Given data -
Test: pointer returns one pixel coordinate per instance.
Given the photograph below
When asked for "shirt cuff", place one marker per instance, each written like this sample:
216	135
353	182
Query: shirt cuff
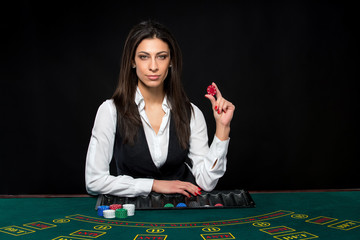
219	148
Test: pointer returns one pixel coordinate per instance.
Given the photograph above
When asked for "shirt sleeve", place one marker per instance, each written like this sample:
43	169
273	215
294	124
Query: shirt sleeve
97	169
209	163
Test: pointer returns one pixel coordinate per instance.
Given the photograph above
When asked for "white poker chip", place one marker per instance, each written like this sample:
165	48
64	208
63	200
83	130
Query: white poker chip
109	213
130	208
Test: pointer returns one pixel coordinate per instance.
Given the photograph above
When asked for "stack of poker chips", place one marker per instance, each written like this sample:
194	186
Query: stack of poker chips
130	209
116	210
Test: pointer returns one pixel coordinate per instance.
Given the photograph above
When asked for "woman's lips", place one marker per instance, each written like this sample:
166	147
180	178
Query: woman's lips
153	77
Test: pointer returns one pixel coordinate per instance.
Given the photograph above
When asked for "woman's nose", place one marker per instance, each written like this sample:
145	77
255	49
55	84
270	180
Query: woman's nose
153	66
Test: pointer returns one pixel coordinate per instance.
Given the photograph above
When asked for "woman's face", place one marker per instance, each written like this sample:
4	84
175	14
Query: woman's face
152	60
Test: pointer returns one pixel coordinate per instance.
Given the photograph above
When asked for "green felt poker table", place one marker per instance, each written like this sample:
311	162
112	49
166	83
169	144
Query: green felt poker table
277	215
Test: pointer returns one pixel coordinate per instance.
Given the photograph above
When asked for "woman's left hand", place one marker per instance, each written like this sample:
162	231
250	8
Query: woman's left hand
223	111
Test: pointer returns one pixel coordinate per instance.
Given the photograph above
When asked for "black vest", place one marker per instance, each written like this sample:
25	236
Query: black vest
==
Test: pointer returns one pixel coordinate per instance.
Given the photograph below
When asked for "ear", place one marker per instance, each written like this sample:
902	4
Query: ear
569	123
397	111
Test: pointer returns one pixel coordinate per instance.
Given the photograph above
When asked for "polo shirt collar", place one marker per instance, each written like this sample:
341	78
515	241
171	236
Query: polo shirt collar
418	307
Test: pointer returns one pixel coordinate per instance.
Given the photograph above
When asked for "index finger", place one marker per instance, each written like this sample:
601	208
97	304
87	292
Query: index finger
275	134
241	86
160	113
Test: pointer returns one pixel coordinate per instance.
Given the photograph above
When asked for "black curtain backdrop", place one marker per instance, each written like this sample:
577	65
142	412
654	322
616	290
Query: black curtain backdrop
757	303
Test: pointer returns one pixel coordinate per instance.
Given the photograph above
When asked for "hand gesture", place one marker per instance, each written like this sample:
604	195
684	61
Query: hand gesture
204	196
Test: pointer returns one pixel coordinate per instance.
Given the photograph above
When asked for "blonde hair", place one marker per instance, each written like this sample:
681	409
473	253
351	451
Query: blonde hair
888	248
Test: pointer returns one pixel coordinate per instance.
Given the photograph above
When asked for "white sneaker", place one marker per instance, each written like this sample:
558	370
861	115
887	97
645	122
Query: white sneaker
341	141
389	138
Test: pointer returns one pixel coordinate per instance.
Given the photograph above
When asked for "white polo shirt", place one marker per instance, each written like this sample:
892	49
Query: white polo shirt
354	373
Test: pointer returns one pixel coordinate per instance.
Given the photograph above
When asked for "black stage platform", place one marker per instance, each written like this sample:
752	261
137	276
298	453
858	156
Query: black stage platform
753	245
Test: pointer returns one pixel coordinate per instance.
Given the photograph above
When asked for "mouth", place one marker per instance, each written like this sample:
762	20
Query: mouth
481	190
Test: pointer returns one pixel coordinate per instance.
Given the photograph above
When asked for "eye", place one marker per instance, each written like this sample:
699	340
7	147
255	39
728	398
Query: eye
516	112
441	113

To do -
Which lines in the listing above contain the string "collar" with the same capitalization? Copy out each of those lines.

Correct output -
When asked for "polo shirt collar", place one marker per instance, each written like this sample:
Query: polo shirt collar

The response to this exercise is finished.